● DATASET
((

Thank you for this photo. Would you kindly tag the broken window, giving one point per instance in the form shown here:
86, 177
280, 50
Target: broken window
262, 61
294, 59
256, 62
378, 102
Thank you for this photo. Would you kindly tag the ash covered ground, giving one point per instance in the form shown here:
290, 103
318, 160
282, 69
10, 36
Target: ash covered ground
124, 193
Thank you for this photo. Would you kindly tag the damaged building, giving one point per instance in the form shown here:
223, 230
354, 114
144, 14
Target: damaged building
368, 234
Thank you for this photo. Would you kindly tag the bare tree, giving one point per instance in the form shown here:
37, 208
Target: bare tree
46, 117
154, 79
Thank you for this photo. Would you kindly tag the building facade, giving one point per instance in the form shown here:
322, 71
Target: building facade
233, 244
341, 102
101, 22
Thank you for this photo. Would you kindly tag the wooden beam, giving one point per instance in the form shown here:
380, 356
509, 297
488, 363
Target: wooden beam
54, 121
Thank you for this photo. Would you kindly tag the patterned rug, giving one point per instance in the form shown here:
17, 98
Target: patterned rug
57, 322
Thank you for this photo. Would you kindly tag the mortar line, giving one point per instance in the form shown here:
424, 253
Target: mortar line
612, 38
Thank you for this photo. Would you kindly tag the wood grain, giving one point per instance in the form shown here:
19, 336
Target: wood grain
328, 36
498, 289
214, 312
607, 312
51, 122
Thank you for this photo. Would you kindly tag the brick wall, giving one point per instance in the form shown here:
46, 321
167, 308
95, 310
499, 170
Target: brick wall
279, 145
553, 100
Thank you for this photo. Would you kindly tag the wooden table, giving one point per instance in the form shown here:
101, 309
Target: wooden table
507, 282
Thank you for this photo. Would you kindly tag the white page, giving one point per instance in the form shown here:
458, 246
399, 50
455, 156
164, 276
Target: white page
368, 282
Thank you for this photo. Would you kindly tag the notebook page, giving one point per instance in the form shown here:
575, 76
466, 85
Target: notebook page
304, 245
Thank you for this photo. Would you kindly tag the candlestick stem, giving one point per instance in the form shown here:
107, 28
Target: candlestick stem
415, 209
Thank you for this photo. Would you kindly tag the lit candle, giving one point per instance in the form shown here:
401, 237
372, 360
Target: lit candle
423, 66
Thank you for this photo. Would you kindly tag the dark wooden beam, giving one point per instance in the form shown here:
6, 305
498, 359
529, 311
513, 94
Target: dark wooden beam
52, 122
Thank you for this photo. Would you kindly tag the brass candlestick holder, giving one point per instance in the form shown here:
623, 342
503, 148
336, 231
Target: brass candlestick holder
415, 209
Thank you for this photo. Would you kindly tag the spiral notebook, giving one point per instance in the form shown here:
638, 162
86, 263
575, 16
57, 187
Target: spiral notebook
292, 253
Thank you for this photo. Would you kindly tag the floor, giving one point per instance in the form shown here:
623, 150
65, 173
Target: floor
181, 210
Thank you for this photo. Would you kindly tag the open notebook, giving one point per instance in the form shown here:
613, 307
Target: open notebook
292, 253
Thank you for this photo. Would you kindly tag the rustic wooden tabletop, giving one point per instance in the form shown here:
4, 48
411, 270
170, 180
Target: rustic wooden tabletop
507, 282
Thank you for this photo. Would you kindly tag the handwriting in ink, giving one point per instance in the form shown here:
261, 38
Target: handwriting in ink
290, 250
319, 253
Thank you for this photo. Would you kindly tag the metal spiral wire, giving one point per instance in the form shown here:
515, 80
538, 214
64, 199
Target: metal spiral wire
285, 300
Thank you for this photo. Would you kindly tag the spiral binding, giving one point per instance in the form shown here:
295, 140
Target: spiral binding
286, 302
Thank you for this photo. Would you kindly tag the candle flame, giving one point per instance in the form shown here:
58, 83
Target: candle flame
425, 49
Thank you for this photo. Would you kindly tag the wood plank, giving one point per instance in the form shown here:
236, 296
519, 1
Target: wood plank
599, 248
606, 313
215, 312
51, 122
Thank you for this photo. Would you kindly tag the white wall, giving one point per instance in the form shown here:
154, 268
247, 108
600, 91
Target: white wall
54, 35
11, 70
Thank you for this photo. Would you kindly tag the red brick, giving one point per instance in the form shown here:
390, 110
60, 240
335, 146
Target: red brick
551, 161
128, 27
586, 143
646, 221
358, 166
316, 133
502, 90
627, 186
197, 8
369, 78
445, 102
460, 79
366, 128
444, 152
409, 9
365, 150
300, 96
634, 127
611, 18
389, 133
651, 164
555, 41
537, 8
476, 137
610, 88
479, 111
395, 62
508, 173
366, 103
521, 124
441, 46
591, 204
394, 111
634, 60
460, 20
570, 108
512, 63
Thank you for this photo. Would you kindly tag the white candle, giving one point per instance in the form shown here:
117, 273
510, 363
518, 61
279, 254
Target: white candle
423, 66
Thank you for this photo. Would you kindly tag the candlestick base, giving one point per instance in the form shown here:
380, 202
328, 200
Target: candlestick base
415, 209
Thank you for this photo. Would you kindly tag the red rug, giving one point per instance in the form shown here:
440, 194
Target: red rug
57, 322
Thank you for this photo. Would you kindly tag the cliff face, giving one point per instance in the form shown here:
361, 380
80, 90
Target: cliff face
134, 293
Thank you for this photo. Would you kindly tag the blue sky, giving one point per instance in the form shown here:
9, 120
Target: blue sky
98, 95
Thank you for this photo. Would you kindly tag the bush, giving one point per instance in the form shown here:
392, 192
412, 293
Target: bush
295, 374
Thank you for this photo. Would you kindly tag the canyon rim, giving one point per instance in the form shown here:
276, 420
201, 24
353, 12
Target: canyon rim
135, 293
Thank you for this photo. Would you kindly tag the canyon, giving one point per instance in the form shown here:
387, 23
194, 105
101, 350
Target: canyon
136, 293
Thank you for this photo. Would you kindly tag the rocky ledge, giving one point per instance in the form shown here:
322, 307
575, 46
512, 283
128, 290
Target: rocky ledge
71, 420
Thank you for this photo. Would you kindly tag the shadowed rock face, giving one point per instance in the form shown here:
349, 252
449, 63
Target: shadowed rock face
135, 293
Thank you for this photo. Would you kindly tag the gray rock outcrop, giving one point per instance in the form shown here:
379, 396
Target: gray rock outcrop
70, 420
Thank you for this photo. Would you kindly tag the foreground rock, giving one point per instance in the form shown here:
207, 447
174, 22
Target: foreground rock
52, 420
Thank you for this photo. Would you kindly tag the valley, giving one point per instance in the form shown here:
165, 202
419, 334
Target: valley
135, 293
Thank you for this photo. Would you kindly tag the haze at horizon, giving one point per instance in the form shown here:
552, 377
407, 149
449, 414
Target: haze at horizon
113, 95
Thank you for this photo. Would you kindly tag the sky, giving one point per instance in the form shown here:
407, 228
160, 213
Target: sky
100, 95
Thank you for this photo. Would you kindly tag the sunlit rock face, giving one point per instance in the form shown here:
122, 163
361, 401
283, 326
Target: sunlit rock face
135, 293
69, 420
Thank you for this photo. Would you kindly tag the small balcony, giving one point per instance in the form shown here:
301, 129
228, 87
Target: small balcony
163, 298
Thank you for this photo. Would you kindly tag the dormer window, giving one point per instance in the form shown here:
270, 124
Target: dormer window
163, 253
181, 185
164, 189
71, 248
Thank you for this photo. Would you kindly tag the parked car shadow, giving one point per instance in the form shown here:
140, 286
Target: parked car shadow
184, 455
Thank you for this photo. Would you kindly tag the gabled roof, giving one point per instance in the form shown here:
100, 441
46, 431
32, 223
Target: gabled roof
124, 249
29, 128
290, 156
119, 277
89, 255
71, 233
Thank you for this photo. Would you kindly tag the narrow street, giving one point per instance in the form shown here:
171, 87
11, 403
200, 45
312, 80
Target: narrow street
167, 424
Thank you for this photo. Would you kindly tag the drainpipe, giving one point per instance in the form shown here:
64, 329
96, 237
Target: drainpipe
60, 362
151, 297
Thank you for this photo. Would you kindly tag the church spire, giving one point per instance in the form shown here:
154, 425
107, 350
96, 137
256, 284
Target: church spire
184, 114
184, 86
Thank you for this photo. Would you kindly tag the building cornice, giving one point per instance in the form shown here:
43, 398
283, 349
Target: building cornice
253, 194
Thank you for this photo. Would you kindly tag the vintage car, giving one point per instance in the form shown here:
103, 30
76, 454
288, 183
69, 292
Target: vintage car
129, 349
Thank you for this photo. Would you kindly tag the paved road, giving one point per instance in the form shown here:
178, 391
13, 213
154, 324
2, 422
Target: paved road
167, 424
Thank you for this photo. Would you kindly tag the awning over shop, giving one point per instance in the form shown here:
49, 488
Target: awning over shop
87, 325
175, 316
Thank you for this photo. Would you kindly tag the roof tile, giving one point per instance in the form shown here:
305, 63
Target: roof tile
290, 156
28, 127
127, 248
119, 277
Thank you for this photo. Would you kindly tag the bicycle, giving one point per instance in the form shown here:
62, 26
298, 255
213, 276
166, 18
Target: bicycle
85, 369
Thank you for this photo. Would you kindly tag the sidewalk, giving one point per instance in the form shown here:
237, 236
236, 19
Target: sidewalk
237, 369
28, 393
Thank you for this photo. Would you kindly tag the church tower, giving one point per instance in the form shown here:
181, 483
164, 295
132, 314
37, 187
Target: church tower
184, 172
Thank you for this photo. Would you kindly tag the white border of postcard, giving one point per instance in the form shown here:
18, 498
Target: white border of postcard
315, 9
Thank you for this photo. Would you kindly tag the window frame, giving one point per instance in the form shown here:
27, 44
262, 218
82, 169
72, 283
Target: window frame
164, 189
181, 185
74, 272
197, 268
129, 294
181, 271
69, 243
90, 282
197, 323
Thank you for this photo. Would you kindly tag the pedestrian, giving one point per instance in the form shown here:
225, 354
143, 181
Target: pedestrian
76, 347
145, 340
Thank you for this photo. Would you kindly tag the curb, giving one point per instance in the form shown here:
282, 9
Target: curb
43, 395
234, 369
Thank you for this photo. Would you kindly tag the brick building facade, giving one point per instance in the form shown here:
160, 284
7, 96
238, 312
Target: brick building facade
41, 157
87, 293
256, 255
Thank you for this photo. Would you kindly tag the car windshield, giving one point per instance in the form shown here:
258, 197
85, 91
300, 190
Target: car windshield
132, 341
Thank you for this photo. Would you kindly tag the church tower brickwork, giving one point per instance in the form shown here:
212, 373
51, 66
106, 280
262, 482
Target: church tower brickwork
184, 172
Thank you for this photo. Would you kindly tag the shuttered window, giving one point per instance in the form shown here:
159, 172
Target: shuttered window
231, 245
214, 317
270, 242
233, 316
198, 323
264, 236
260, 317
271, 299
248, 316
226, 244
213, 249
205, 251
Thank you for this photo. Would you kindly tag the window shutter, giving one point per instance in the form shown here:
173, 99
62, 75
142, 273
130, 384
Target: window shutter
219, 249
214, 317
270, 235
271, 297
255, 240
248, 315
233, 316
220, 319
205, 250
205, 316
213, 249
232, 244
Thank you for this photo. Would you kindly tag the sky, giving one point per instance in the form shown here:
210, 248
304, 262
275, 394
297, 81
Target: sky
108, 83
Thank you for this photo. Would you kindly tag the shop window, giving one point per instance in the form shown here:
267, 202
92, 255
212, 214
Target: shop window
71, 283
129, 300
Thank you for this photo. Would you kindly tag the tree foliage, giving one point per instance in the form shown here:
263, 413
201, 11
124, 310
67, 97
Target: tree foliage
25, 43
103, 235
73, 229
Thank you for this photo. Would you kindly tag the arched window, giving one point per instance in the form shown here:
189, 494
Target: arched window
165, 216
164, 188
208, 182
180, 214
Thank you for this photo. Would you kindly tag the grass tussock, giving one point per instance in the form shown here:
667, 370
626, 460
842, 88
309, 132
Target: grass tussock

))

● WHAT IS EXPECTED
Find the line containing "tower brickwork, giving". Reproduce it exactly, along with every line after it through the last.

● EXERCISE OUTPUT
Thank you for this photo. Would you kindly tag the church tower brickwork, giving one point per instance in the form shown here:
212, 373
51, 66
106, 280
262, 482
Target: church tower brickwork
184, 172
Thank you for this photo. Would you kindly tag the shuttered window, giving one point per instance in the form shown here:
159, 172
Target: shuttered window
231, 245
214, 317
270, 242
233, 316
198, 323
264, 236
260, 317
271, 299
248, 316
226, 244
213, 249
205, 251
Thank you for this photo. Would you kindly tag the window shutter, giving one point per instance in the form shown here:
173, 99
62, 75
142, 273
130, 384
Target: window shutter
219, 249
214, 317
270, 235
271, 297
255, 240
248, 315
233, 316
220, 319
205, 250
205, 316
213, 249
232, 244
Thank you for this photo. Would you kindly tag the sky, giving one point per instance in the form shown here:
210, 248
304, 262
275, 394
297, 81
Target: sky
108, 83
Thank you for this photo. Would you kindly tag the shop window, giving one point per instance in the form shown here:
267, 202
92, 255
212, 214
Target: shop window
71, 283
129, 300
Thank you for this photo. Would you kindly tag the tree foliage, giving one point per instance in the form shown here:
263, 413
201, 11
124, 310
67, 97
Target: tree foliage
25, 43
103, 235
73, 229
Thank you for this photo. Would you kindly tag the arched window, giving one point per instance in the form shown here:
189, 494
Target: arched window
165, 216
164, 188
208, 182
180, 214
Thank you for this photo. Would you kindly tag the grass tussock, giving one point per instance in the form shown here:
667, 370
626, 460
842, 88
309, 132
Target: grass tussock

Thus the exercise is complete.